> WORK REQUEST: Could you write out every record below exactly, leaving out any pictures?

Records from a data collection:

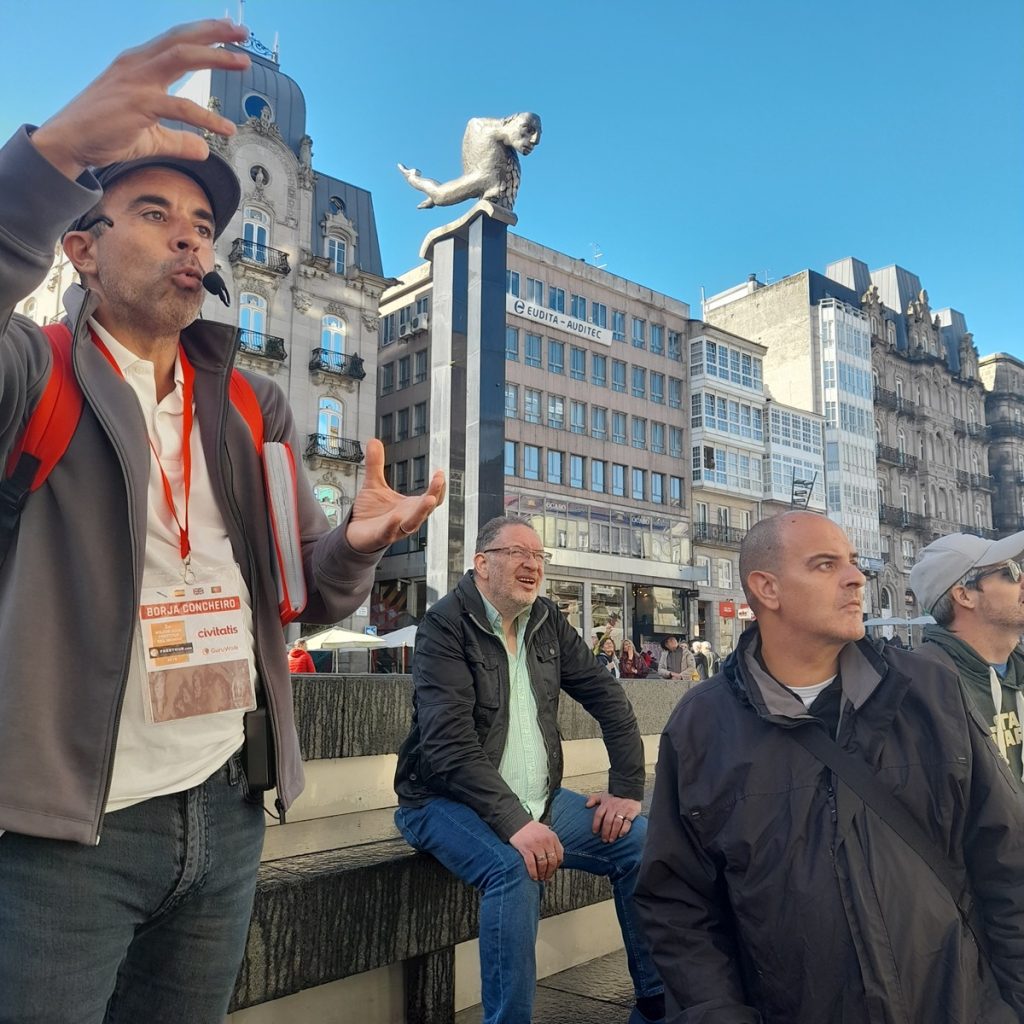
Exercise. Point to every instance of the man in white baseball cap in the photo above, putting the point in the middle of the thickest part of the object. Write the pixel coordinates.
(975, 590)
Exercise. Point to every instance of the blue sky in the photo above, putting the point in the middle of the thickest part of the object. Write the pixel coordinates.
(689, 141)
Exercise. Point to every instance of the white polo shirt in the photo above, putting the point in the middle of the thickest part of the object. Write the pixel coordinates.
(152, 760)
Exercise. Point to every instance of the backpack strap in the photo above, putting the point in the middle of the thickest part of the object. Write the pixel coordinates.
(46, 435)
(244, 399)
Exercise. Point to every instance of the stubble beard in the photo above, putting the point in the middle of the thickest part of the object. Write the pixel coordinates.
(160, 309)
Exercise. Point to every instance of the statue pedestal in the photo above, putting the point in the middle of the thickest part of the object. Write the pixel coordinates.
(467, 385)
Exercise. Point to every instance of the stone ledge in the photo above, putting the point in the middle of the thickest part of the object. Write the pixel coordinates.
(364, 715)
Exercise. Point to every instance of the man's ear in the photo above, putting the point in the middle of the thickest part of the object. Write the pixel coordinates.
(764, 589)
(79, 247)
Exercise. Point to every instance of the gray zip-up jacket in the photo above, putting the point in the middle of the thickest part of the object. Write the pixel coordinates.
(70, 585)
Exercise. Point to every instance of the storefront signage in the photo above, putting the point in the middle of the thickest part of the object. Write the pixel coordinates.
(551, 317)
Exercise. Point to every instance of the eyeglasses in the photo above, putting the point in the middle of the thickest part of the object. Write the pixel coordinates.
(518, 554)
(1011, 569)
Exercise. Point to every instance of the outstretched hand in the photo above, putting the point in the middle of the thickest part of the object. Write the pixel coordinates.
(117, 117)
(380, 515)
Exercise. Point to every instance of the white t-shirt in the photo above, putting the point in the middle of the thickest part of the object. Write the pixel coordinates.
(810, 693)
(170, 757)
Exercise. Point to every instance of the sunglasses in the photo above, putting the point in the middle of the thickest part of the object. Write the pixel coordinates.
(1011, 569)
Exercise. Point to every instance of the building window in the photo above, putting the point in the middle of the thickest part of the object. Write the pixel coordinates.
(639, 432)
(578, 364)
(657, 488)
(675, 346)
(255, 235)
(556, 356)
(530, 462)
(619, 428)
(534, 346)
(657, 438)
(252, 321)
(329, 417)
(555, 464)
(676, 492)
(531, 406)
(657, 339)
(335, 251)
(556, 412)
(617, 325)
(578, 417)
(329, 500)
(511, 344)
(676, 442)
(639, 333)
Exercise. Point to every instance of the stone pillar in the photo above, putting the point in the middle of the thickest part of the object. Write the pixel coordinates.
(467, 385)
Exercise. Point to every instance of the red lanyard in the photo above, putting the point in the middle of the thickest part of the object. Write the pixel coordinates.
(186, 421)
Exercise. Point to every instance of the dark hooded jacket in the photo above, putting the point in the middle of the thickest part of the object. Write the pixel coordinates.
(770, 893)
(981, 682)
(461, 709)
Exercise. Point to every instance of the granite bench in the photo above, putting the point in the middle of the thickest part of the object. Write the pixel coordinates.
(356, 897)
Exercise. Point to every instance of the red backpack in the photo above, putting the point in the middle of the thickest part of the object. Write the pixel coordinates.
(52, 424)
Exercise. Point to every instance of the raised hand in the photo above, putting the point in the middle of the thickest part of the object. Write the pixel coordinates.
(117, 117)
(380, 515)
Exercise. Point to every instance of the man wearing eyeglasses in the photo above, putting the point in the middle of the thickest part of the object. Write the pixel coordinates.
(479, 776)
(975, 591)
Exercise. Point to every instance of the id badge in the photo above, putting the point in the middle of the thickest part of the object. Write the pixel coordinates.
(197, 647)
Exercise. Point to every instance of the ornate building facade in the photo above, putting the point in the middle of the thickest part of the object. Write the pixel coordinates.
(302, 262)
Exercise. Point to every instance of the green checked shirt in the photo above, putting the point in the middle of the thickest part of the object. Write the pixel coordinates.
(524, 761)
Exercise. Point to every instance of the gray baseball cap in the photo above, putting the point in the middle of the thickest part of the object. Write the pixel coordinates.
(948, 559)
(214, 175)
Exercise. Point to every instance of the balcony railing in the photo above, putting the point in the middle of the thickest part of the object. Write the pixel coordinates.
(267, 345)
(717, 534)
(344, 365)
(983, 531)
(895, 457)
(1005, 428)
(893, 515)
(329, 446)
(253, 254)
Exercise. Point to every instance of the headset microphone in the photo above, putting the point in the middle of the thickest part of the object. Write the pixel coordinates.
(214, 284)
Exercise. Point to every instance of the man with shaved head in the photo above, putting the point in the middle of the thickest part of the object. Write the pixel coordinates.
(772, 889)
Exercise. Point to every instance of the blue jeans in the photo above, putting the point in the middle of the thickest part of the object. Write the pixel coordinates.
(510, 903)
(148, 926)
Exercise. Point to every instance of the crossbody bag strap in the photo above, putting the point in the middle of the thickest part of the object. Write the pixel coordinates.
(859, 777)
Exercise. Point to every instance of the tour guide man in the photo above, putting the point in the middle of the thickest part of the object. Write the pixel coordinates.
(130, 839)
(770, 891)
(479, 776)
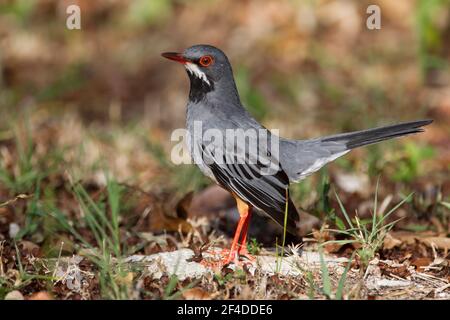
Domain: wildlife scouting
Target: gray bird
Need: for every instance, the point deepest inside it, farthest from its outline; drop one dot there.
(257, 177)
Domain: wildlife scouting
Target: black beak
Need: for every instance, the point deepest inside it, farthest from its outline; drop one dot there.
(175, 56)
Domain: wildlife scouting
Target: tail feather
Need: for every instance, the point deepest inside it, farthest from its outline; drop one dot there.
(365, 137)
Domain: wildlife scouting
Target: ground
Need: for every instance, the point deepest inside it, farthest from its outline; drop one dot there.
(92, 207)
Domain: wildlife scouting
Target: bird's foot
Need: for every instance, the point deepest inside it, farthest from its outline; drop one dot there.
(226, 257)
(243, 252)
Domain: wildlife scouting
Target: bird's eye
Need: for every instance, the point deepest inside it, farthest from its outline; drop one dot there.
(205, 61)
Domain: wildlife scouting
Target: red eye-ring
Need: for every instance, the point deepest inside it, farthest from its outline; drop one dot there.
(206, 61)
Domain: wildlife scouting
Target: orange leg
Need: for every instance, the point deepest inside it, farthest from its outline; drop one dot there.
(243, 245)
(238, 248)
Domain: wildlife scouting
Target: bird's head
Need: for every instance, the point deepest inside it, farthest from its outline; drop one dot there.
(208, 69)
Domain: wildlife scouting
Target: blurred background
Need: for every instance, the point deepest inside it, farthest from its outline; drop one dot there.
(77, 103)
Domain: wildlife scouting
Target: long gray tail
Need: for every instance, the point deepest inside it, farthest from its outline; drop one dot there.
(365, 137)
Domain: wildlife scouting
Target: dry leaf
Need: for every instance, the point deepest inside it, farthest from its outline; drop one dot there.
(440, 242)
(196, 294)
(42, 295)
(390, 242)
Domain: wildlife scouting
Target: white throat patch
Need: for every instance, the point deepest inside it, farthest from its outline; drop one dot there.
(195, 70)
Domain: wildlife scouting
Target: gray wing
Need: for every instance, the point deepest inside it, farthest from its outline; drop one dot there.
(269, 193)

> SOLUTION BELOW:
Exercise. Point to every instance of the man in white baseball cap in the photo above, putting the point in the middle of the thickest part of the object. Write the pixel coordinates.
(975, 590)
Exercise. Point to every instance of the blue sky in the photo above, putting the point in the middle of the thickest part of the object. Write the pixel coordinates.
(689, 141)
Exercise. Point to every instance of the white polo shirt in the photo above, putting the point in the middle of the thickest part of the object. Write the pixel coordinates.
(152, 760)
Exercise. Point to every instance of the backpack strap in the photo above, putting the point in the middle of the thickest part of the object. Write the pixel coordinates.
(46, 435)
(244, 399)
Exercise. Point to every instance of the stubble beard in the photo above, putting the point in the middle of the thickest part of the object. Write the pixel coordinates.
(160, 309)
Exercise. Point to every instance of the statue pedestal in the photo above, putting the point in the middle of the thickest part of the object. Write the pixel coordinates.
(467, 385)
Exercise. Point to every instance of the stone ledge in the photo above, putting the point in the middle of the thickest part of the object. Write the pixel coordinates.
(364, 715)
Exercise. Point to every instance of the man's ear in the photo above, putting the point in the middle of the thickest part of the object. Write the pixel coordinates.
(764, 589)
(79, 247)
Exercise. Point to every instance of the gray zip-up jacket in the photo above, putting the point in the middle of the thickest part of the object. Write the pixel coordinates.
(70, 585)
Exercise. Point to every instance of the storefront signage in the photo above, putting the point in the middle of the thickest part of the object. Write the pixel coordinates.
(551, 317)
Exercise. Point to every instance of the eyeglasses in the photo above, putting the point in the middle of the thickest part of the object. Write the pixel coordinates.
(518, 554)
(1011, 569)
Exercise. Point to every instance of the outstretched hand in the photo above, putting the point in the middle of the thickest part of the object. Write the pixel coordinates.
(117, 117)
(380, 515)
Exercise. Point to every instance of the white t-shirt in the photo above, putting the point in the middle of the thickest part of the object. Write the pixel coordinates.
(810, 693)
(170, 757)
Exercise. Point to every instance of the sunglasses in the photo above, putting the point in the middle of the thickest part of the object. Write the pixel coordinates.
(1011, 569)
Exercise. Point to every instance of the building window in the photo above, putting the point in the middle of the thickest part of the object. Write the pixel coordinates.
(639, 432)
(578, 364)
(657, 488)
(675, 346)
(255, 235)
(556, 356)
(530, 462)
(619, 428)
(534, 346)
(657, 438)
(252, 321)
(329, 417)
(555, 464)
(676, 492)
(531, 406)
(657, 339)
(335, 251)
(556, 412)
(617, 325)
(578, 417)
(329, 500)
(511, 344)
(676, 442)
(639, 333)
Exercise. Point to every instance of the stone pillar in the photo above, putting the point in the middle of the thickest part of the object. Write the pixel coordinates.
(467, 385)
Exercise. Point to every instance of the red lanyard in the photo above, putting the point in the middle of the thickest part of the object. Write the pixel coordinates.
(186, 421)
Exercise. Point to every instance of the dark hooded jacket in the photo above, putting the point in the middle of the thickest part of the object. Write the pixel coordinates.
(770, 893)
(981, 682)
(461, 709)
Exercise. Point to every instance of the granite bench in the photo above, putting the point in the middle of the thickest part of the object. Write the pixel coordinates.
(356, 897)
Exercise. Point to every instance of the red backpack in the photo above, putting the point in the middle of the thickest part of the object. Write the pixel coordinates.
(52, 424)
Exercise. Point to every instance of the raised hand in the photo above, putting the point in the middle of the thickest part of the object. Write the pixel coordinates.
(117, 117)
(380, 515)
Exercise. Point to every instance of the man wearing eyeglasses in the photo above, putting the point in the middle of the thickest part of the object. Write the pixel coordinates.
(479, 776)
(975, 591)
Exercise. Point to every instance of the id badge in the photo above, putting the point in the middle of the thickest part of the object. Write the pixel coordinates.
(197, 647)
Exercise. Point to every instance of the ornate building facade in the photo above, putting the point in the middle of the thickest part of the object. Write the pixel coordinates.
(302, 262)
Exercise. Point to every instance of the green checked shirt in the photo above, putting the point in the middle of the thickest part of the object. Write the pixel coordinates.
(524, 761)
Exercise. Point to every instance of the gray baseball cap in the photo above, putting the point in the middle of the thickest part of the object. Write the pixel coordinates.
(948, 559)
(214, 175)
Exercise. Point to every instance of the balcony railing in the photo above, putting the point in the middle of the thickest part of the object. Write the pixel coordinates.
(267, 345)
(717, 534)
(344, 365)
(983, 531)
(895, 457)
(1005, 428)
(893, 515)
(329, 446)
(253, 254)
Exercise. Point to every instance of the headset microphone in the photo above, putting the point in the middle of the thickest part of the object. Write the pixel coordinates.
(214, 284)
Exercise. Point to every instance of the man with shaved head in the photo above, putting the point in the middle of the thickest part of the object. Write the pixel coordinates.
(772, 889)
Exercise. Point to every instance of the blue jeans in the photo above, putting the point in the middle of the thickest part of the object. Write the pixel coordinates.
(510, 903)
(148, 926)
Exercise. Point to every instance of the crossbody bag strap in the photo above, putting the point in the middle of the thickest part of the object. Write the pixel coordinates.
(859, 777)
Exercise. Point to every instance of the tour guide man in the photo above, putting the point in the middle of the thickest part of the object. Write the pixel coordinates.
(130, 839)
(770, 891)
(479, 776)
Domain: wildlife scouting
Target: gray bird
Need: for every instance, the point deepest inside it, farthest from its outline; drop one dot there.
(257, 177)
Domain: wildlife scouting
Target: black beak
Need: for every instance, the point deepest inside it, farthest from its outline; drop one dot there.
(175, 56)
Domain: wildlife scouting
Target: tail feather
Need: for every instance, the point deepest inside it, farthest from its outline; drop one dot there.
(365, 137)
Domain: wildlife scouting
Target: ground
Need: for every instance, the point deepest inside it, farthest from its outline; drop one dot there.
(92, 207)
Domain: wildlife scouting
Target: bird's foot
Need: for every instance, the point deepest inside it, farthest from its outline; drop one dot there.
(226, 257)
(243, 252)
Domain: wildlife scouting
Target: bird's eye
Need: for every instance, the point deepest inside it, farthest from its outline; drop one dot there.
(205, 61)
Domain: wildlife scouting
Target: red eye-ring
Need: for every instance, the point deepest inside it, farthest from its outline; drop one dot there.
(206, 61)
Domain: wildlife scouting
Target: orange leg
Need: for every instance, the point deepest inside it, farthest from its outline; drop one dot there.
(243, 245)
(238, 248)
Domain: wildlife scouting
Target: bird's head
Need: for every instance, the point deepest inside it, farthest from its outline; drop one dot there.
(208, 69)
Domain: wildlife scouting
Target: blurred background
Need: for every instance, the point deepest inside it, farthest from its outline; drop one dot there.
(77, 103)
Domain: wildlife scouting
Target: long gray tail
Need: for every instance, the point deepest inside it, farthest from its outline; drop one dot there.
(365, 137)
Domain: wildlife scouting
Target: dry leaf
Need: for every instance, the point deepest inside it, farthest from its outline; drop one dot there.
(440, 242)
(196, 294)
(42, 295)
(390, 242)
Domain: wildlife scouting
Target: white throat patch
Need: for every instance, the point deepest inside it, farthest from its outline; drop one dot there.
(195, 70)
Domain: wildlife scouting
Target: gray wing
Need: for every instance, the point deepest inside it, farthest from its outline; drop one dot there.
(269, 193)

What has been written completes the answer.